What the exercise asks:
For this task, every record below must be reproduced exactly.

Saved data entries:

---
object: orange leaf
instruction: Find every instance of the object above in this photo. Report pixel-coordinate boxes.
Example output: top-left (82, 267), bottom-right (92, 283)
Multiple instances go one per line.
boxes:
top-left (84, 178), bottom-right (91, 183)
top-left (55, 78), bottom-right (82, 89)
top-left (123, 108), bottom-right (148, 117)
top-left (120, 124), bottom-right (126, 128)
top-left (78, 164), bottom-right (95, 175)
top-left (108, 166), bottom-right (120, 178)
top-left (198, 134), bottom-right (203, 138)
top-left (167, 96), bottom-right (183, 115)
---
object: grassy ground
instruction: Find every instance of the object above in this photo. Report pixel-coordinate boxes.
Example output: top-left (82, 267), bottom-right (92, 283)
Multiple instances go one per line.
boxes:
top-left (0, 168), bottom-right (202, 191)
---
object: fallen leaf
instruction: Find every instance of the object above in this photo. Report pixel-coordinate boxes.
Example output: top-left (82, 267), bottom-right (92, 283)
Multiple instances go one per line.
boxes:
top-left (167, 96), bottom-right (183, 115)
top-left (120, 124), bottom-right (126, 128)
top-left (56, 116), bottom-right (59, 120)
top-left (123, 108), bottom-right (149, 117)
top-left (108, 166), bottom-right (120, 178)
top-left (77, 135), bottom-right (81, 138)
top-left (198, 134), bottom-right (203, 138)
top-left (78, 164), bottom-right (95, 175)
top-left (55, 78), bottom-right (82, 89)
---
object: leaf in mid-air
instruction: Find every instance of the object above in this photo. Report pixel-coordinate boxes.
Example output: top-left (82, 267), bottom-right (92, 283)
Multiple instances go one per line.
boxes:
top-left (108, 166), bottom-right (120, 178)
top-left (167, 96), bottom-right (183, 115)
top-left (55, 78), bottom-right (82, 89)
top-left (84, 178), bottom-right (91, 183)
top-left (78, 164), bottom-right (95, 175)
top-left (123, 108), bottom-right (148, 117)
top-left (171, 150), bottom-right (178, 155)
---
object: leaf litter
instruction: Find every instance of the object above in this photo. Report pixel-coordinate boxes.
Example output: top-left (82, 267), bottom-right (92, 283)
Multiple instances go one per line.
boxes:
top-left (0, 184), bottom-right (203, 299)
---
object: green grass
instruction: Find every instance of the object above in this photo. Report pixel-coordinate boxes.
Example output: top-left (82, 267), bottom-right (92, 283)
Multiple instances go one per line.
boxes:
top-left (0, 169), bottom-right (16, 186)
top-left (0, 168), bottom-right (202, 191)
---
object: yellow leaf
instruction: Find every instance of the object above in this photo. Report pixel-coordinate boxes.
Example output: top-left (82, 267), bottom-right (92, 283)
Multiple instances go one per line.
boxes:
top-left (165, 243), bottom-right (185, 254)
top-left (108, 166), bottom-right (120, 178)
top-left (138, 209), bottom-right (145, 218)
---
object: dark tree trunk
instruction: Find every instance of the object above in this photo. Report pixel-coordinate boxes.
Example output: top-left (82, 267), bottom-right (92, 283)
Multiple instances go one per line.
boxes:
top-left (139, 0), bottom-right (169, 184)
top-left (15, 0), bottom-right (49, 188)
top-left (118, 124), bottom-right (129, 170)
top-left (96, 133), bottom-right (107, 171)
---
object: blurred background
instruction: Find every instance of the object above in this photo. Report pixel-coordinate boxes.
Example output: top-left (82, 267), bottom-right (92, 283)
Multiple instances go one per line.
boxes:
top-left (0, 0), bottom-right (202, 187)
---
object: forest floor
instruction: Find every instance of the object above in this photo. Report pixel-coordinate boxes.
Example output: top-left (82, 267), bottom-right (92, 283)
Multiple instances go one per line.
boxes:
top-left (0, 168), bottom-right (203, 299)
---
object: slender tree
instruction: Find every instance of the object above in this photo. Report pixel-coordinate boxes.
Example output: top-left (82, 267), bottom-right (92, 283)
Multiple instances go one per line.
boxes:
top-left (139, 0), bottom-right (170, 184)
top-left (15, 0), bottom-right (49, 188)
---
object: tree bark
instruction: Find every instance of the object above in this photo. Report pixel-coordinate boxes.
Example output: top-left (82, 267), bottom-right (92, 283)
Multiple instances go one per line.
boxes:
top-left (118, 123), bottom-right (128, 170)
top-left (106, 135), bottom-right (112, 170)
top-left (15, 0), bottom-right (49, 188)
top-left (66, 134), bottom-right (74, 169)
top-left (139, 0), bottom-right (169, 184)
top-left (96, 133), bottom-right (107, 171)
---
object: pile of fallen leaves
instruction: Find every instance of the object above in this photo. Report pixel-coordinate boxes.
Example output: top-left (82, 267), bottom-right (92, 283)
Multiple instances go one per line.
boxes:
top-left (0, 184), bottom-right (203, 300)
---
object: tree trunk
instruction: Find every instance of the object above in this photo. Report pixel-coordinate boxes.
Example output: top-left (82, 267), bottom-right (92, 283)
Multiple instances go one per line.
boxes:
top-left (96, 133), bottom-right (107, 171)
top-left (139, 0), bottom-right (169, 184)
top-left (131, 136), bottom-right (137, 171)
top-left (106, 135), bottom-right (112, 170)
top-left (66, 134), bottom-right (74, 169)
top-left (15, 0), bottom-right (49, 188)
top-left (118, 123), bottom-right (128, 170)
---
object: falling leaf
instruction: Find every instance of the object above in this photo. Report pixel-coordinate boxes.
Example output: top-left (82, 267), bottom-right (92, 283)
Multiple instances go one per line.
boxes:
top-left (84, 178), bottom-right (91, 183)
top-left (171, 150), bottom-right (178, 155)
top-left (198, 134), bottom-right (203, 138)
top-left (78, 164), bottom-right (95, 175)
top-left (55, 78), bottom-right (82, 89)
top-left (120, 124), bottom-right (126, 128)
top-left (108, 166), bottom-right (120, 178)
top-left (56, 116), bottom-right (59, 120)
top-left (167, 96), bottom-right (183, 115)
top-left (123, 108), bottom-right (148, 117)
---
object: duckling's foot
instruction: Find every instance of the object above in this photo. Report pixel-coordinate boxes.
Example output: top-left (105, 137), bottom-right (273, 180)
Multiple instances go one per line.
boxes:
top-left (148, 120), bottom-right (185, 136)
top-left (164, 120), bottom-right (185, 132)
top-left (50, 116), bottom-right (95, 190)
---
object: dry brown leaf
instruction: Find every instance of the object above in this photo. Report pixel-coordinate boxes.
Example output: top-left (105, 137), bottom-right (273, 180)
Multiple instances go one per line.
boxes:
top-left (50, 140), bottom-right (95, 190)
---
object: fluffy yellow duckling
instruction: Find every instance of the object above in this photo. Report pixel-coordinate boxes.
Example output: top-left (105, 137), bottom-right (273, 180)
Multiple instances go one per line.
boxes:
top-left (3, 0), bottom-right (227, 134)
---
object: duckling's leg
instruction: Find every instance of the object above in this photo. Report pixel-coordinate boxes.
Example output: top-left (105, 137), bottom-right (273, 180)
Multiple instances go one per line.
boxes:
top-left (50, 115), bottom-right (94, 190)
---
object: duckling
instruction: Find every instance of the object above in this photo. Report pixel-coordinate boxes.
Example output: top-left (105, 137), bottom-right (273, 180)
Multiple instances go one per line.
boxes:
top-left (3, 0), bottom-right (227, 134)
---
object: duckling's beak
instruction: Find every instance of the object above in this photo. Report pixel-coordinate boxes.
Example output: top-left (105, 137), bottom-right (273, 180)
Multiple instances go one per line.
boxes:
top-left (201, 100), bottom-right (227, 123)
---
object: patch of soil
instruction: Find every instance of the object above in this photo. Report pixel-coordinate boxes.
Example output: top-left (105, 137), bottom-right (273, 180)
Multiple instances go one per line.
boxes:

Answer:
---
object: orange leaf
instruction: Find every instance of the object above in this photo. Report pixel-coordinate boxes.
Example output: top-left (82, 267), bottom-right (92, 283)
Multiple instances go one per line.
boxes:
top-left (84, 178), bottom-right (91, 183)
top-left (55, 78), bottom-right (82, 89)
top-left (123, 108), bottom-right (148, 117)
top-left (120, 124), bottom-right (126, 128)
top-left (78, 164), bottom-right (95, 175)
top-left (108, 166), bottom-right (120, 178)
top-left (198, 134), bottom-right (203, 138)
top-left (167, 96), bottom-right (183, 115)
---
object: grassy ground
instruction: Find every instance of the object above in this photo. Report pixel-coordinate boxes.
Example output: top-left (82, 267), bottom-right (92, 283)
Multiple instances go one per line.
boxes:
top-left (0, 168), bottom-right (202, 191)
---
object: fallen leaf
instruction: Find every instance of the object above in this photo. Report pixel-coordinate boxes.
Example output: top-left (82, 267), bottom-right (92, 283)
Multiple instances go one per line.
boxes:
top-left (167, 96), bottom-right (183, 115)
top-left (120, 124), bottom-right (126, 128)
top-left (56, 116), bottom-right (59, 120)
top-left (123, 108), bottom-right (149, 117)
top-left (108, 166), bottom-right (120, 178)
top-left (77, 135), bottom-right (81, 138)
top-left (198, 134), bottom-right (203, 138)
top-left (78, 164), bottom-right (95, 175)
top-left (55, 78), bottom-right (82, 89)
---
object: leaf in mid-air
instruction: Find every instance of the object above in this photo. Report pixel-coordinate boxes.
Example output: top-left (82, 267), bottom-right (92, 283)
Multiple instances go one per line.
boxes:
top-left (108, 166), bottom-right (120, 178)
top-left (167, 96), bottom-right (183, 115)
top-left (55, 78), bottom-right (82, 89)
top-left (84, 178), bottom-right (91, 183)
top-left (78, 164), bottom-right (95, 175)
top-left (123, 108), bottom-right (148, 117)
top-left (171, 150), bottom-right (178, 155)
---
object: leaf litter
instruction: Find every instance of the object above in this photo. Report pixel-coordinate boxes.
Example output: top-left (82, 267), bottom-right (92, 283)
Multiple instances go one per line.
boxes:
top-left (0, 184), bottom-right (203, 299)
---
object: green grass
instruction: Find every instance of the object above in this photo. Report pixel-coordinate boxes.
Example output: top-left (82, 267), bottom-right (92, 283)
Multiple instances go one per line.
boxes:
top-left (0, 169), bottom-right (16, 186)
top-left (0, 168), bottom-right (202, 191)
---
object: yellow leaf
instruction: Find every instance of the object above in this photo. Report pixel-coordinate boxes.
Example output: top-left (82, 267), bottom-right (92, 283)
Multiple instances go one per line.
boxes:
top-left (165, 243), bottom-right (185, 254)
top-left (108, 166), bottom-right (120, 178)
top-left (138, 209), bottom-right (145, 218)
---
object: dark tree trunk
instruction: Find every instance of the object above in this photo. Report pixel-coordinate boxes.
Example output: top-left (82, 267), bottom-right (92, 283)
Multiple instances go one per line.
boxes:
top-left (139, 0), bottom-right (169, 184)
top-left (15, 0), bottom-right (49, 188)
top-left (118, 124), bottom-right (129, 170)
top-left (96, 133), bottom-right (107, 171)
---
object: blurred background
instruction: Find every instance of the object above in this photo. Report pixel-coordinate boxes.
Example output: top-left (82, 267), bottom-right (92, 283)
Multiple instances go one per line.
boxes:
top-left (0, 0), bottom-right (202, 187)
---
object: forest floor
instruction: Find every instance of the object above in this photo. Report pixel-coordinate boxes.
Example output: top-left (82, 267), bottom-right (92, 283)
Multiple instances go one per line.
boxes:
top-left (0, 168), bottom-right (203, 299)
---
object: slender tree
instruction: Find every instance of the object above in this photo. Report pixel-coordinate boxes.
Example output: top-left (82, 267), bottom-right (92, 283)
Multiple instances go one per line.
boxes:
top-left (139, 0), bottom-right (170, 184)
top-left (15, 0), bottom-right (49, 188)
---
object: tree bark
instruction: Find every instance of the object above in this photo. Report pixel-coordinate boxes.
Example output: top-left (82, 267), bottom-right (92, 283)
Multiple instances go one per line.
boxes:
top-left (118, 123), bottom-right (128, 170)
top-left (106, 135), bottom-right (112, 170)
top-left (15, 0), bottom-right (49, 188)
top-left (66, 134), bottom-right (74, 169)
top-left (139, 0), bottom-right (169, 184)
top-left (96, 133), bottom-right (107, 171)
---
object: pile of fallen leaves
instruction: Find every instance of the object above in this photo. Report pixel-coordinate boxes.
Example output: top-left (82, 267), bottom-right (92, 283)
Multiple instances go one per line.
boxes:
top-left (0, 184), bottom-right (203, 300)
---
object: tree trunk
instruction: Find every instance of the object above in this photo. Report pixel-coordinate boxes.
Example output: top-left (82, 267), bottom-right (92, 283)
Multiple instances go one per line.
boxes:
top-left (96, 133), bottom-right (107, 171)
top-left (139, 0), bottom-right (169, 184)
top-left (131, 136), bottom-right (137, 171)
top-left (106, 135), bottom-right (112, 170)
top-left (66, 134), bottom-right (74, 169)
top-left (15, 0), bottom-right (49, 188)
top-left (118, 123), bottom-right (128, 170)
---
object: falling leaf
instruction: Find every instance of the object above in this photo. Report pixel-coordinate boxes.
Example output: top-left (82, 267), bottom-right (92, 283)
Multiple instances go one per line.
boxes:
top-left (84, 178), bottom-right (91, 183)
top-left (171, 150), bottom-right (178, 155)
top-left (198, 134), bottom-right (203, 138)
top-left (78, 164), bottom-right (95, 175)
top-left (55, 78), bottom-right (82, 89)
top-left (120, 124), bottom-right (126, 128)
top-left (108, 166), bottom-right (120, 178)
top-left (56, 116), bottom-right (59, 120)
top-left (167, 96), bottom-right (183, 115)
top-left (123, 108), bottom-right (148, 117)
---
object: duckling's foot
instruction: Find every instance of the object above in this photo. Report pixel-coordinate boxes.
Example output: top-left (105, 137), bottom-right (273, 180)
Multiple instances go one per line.
boxes:
top-left (148, 120), bottom-right (185, 136)
top-left (164, 120), bottom-right (185, 132)
top-left (50, 116), bottom-right (95, 190)
---
object: dry brown leaf
instruction: Find every instance of the object above in this photo. Report pixel-coordinate boxes.
Example output: top-left (105, 137), bottom-right (273, 180)
Multiple instances go one per line.
boxes:
top-left (50, 140), bottom-right (95, 190)
---
object: fluffy yellow duckling
instruction: Find every instance of the object above in this photo. Report pixel-coordinate boxes.
Example output: top-left (105, 137), bottom-right (273, 180)
Multiple instances go one per line.
boxes:
top-left (3, 0), bottom-right (227, 134)
---
object: duckling's leg
instruction: Find every instance of the object above in this photo. Report pixel-coordinate boxes.
Example output: top-left (105, 137), bottom-right (273, 180)
Multiple instances go one per line.
boxes:
top-left (50, 115), bottom-right (94, 190)
---
object: duckling
instruction: Find every instance of the object above in this photo. Report pixel-coordinate boxes.
Example output: top-left (105, 137), bottom-right (273, 180)
Multiple instances go one per line.
boxes:
top-left (3, 0), bottom-right (227, 134)
---
object: duckling's beak
instruction: Find every instance of the object above in this photo. Report pixel-coordinate boxes.
Example output: top-left (105, 137), bottom-right (273, 180)
Multiple instances go one per line.
boxes:
top-left (201, 100), bottom-right (227, 123)
---
object: patch of soil
instruction: Find every instance of the object above in this photo. Report pixel-coordinate boxes.
Example output: top-left (105, 137), bottom-right (273, 180)
Multiple instances go one per line.
boxes:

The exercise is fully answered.